> [Work to be completed] Decide whether each statement agrees with the text about B.C.'s wrongful death law. Answer yes or no for each and quote the words from the text that settle it: (a) Pereira's mother was retired. (b) The count of 96 organizations includes the Wrongful Death Law Reform Group itself. (c) Pereira believes the law should be changed.

> [Text provided]
What’s more, she was told, it would be difficult to sue for lost income because her mom was retired.  And the fact she was in a coma made it hard to argue that she’d suffered.

So nothing happened.

Until now.

Pereira is one of a growing list to join the Wrongful Death Law Reform Group, to protest B.C.’s lack of a Wrongful Death Act.

“We weren’t able to pursue anything,” she said concerning filing a lawsuit. “We went through so much pain and suffering.”

So far 96 organizations besides the WDLRG – including the Coalition Against No-Fault, the B.C. Coalition of People with Disabilities and the Trial Lawyers Association of B.C. – are supporting the initiative to change legislation.

“The law definitely needs to be changed,” Pereira said. “You can’t imagine how much more pain is caused for grieving family members when they find out that B.C.’s current legislation fails to provide them with help, and instead leaves them hopeless.”

> [Dataset section]
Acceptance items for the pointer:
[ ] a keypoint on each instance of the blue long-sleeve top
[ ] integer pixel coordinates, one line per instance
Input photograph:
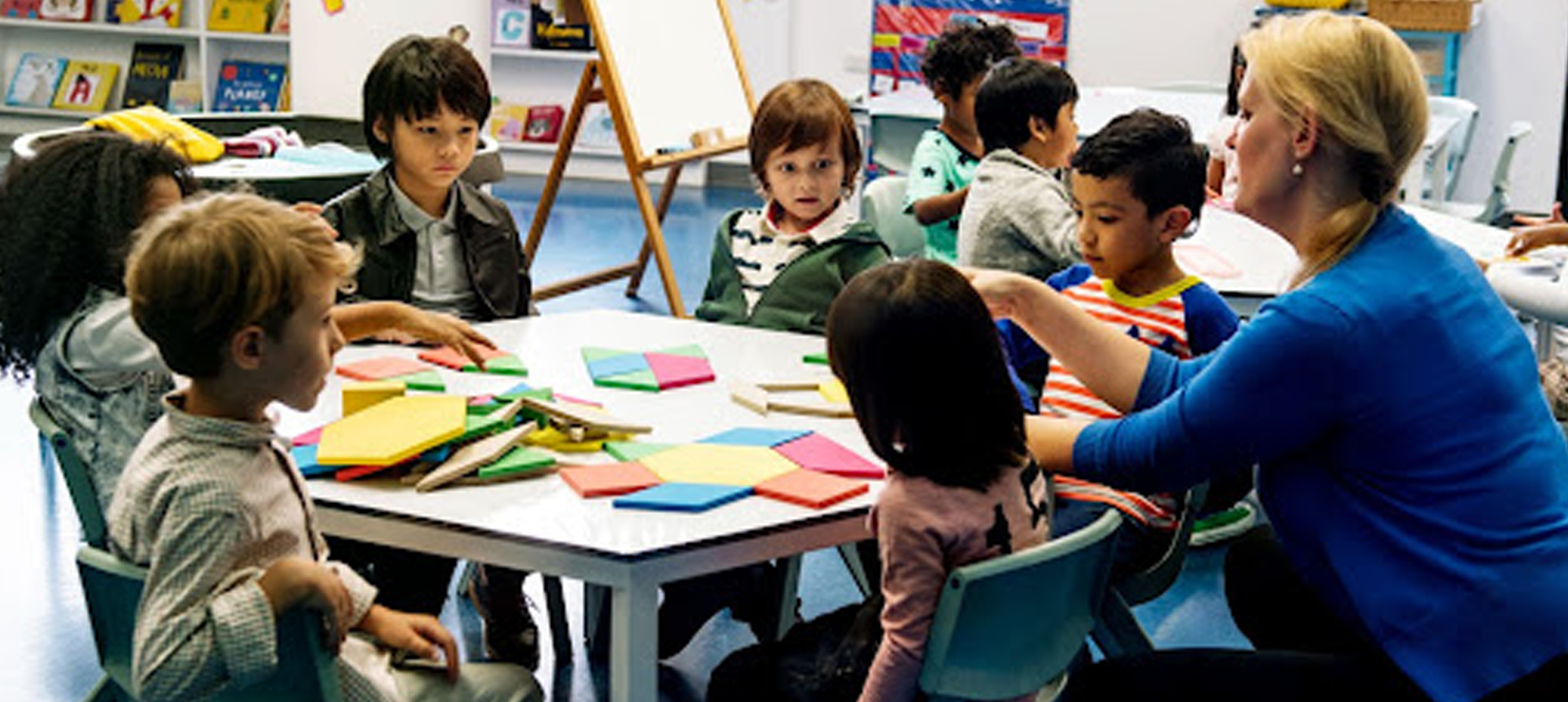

> [Answer space]
(a) Yes: "because her mom was retired"
(b) No: "So far 96 organizations besides the WDLRG"
(c) Yes: "The law definitely needs to be changed"